*Page extract*.

On summer days in my early teens, my friend Erika and I would take off on our bikes and be out all day.
We would buy a sandwich and drink at the deli and picnic along on the town’s bike path. Afterward we’d pedal to the park at the end of the path and circle the pond a few times or hang out on the swings.
When the park lost its allure, we’d ride across town to Friendly’s for an ice cream cone. Fortified and cooled from our snack, we’d return home.
As a kid, I loved going to Friendly’s. It was a treat my family enjoyed and could afford.
One dreary February night during my freshman year at college, several dorm mates and I walked two miles along snow-piled streets in freezing temperatures to Friendly’s and had large sundaes for dinner. It lifted our spirits and freed us from the tyranny of the campus dining center for one night.
Do you have fond memories of Friendly’s too?
Now let me ask you, when was the last time you ate there?
After college, my feelings toward Friendly’s began to change. Stopping there on occasion while traveling, I found the restaurants dirty, dilapidated, and devoid of good service.
So my feelings toward Friendly’s are divided into the fondness I felt as a child and the distaste I experienced as an adult. I’ve been there perhaps twice in the past 20 years.
And I am not alone.
Many people have nostalgic memories of the brand, but wouldn’t consider dining there now.
That has taken its toll on the brand’s business.
Friendly’s situation went from bad to worse after private investment firm Sun Capital Partners purchased it in 2007 for $337.2 million.
- Sun Capital cut costs to boost profits by shrinking portion sizes and substituting cheaper ingredients.
- Management’s efforts to invest in revitalizing the brand were stifled. Since 2007, Friendly’s has had five CEOs and four Chief Marketing Officers.
- Friendly’s filed for bankruptcy in October 2011. As the major creditor and only bidder for its assets, Sun Capital bought the firm back for $122.6 million.
- In August 2012, Friendly’s rated last among 26 family restaurants in a Consumer Reports’ survey, and finished second-to-last among all 102 restaurants rated. Fueling these ratings were low scores for value, mood, service and cleanliness.

*Requirement 1*. Please write out the Friendly's essay from "Friendly’s situation went" up to and including "for $122.6 million.".
*Requirement 2*. According to the Friendly's essay, why did the writer's feelings toward the restaurant change after college?
*Requirement 3*. Continue the Friendly's essay, starting right after its final sentence.

*Excerpted data*.
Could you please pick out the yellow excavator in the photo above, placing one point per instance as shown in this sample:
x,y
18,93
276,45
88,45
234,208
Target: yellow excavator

*Result 1*.
Friendly’s situation went from bad to worse after private investment firm Sun Capital Partners purchased it in 2007 for $337.2 million.
- Sun Capital cut costs to boost profits by shrinking portion sizes and substituting cheaper ingredients.
- Management’s efforts to invest in revitalizing the brand were stifled. Since 2007, Friendly’s has had five CEOs and four Chief Marketing Officers.
- Friendly’s filed for bankruptcy in October 2011. As the major creditor and only bidder for its assets, Sun Capital bought the firm back for $122.6 million.

*Result 2*. When the writer stopped at Friendly's while traveling after college, the restaurants were dirty, dilapidated, and lacking good service. That adult distaste now sits alongside the childhood fondness, and the writer has gone there only about twice in the past 20 years.

*Result 3*.
- Friendly’s has shrunk from 515 restaurants to 361 under Sun Capital’s ownership.
Friendly’s newest CEO John Maguire faces a daunting task.
Maguire has improved product quality by mandating real ice cream in Fribbles (instead of soft serve), fresh hamburger patties instead of frozen and haddock instead of pollock for the Fishamajig sandwich.
Employees received training to focus on faster service and cleanliness and had to reapply for their jobs. Soda fountain workers have been renamed “scoopologists” and servers are called “memory-makers.”
Management has begun refreshing the restaurants, with 10 restaurants redone to date and another 30 scheduled for this year.
The Disney-esque job titles notwithstanding, all the moves above qualify as cost of entry in the competitive family/casual dining categories.
But Friendly’s still hasn’t answered the big questions: Who is Friendly’s trying to target and what is unique that only Friendly’s offers?
In one article Maguire says he hopes to attract 25-49 year olds and in another he says “it really is all about families.”
Meanwhile the new restaurant look is retro, invoking Friendly’s heyday in the 1940s and 1950s. Music piped over the sound system includes big bands and current crooners who have a 1940s-ish sound like Michael Bublé.
So the talk is targeting families or 25-49 year olds, but the décor screams seniors to me.
This is brand tinkering where surgery is needed.
Friendly’s is at a cross roads and is fighting for its life. It has fallen out of relevance for many consumers and needs to figure out how to become relevant for them again. Not unlike the situation Dunkin’ Donuts faced in the 1990s.
Nostalgia for the doughnut would not have saved Dunkin’ in the face of health trends and competition. And nostalgia won’t save Friendly’s.
What can you learn from Friendly’s experience to keep your brand in good stead?
- Get crystal clear on who your target customer is. You may have more than one customer segment, but trying to appeal to everyone renders you generic. Pick a primary target and focus on them.
- Determine the unique role you are going to play in your target customer’s life. This is emotion and benefits driven. For example, Dunkin’ is where people go to fortify and recharge themselves. Hence “America Runs on Dunkin’.”
- Have a vision of how you are going to WOW customers with your role.
- Involve your key constituencies in developing and executing your vision. In addition to target customers, Friendly’s should be involving their franchisees. Existing franchisees may be able to offer a helpful front-line perspective. And to grow, Friendly’s needs to think: what would make a prospective franchisee take the plunge?
To re-invent the brand, Friendly’s can’t just promise to make memories by naming their servers “memory-makers.” They need to ask themselves what is going to make their target customer ride her bike across town on a sweltering summer day or walk two miles in freezing temperatures to get there?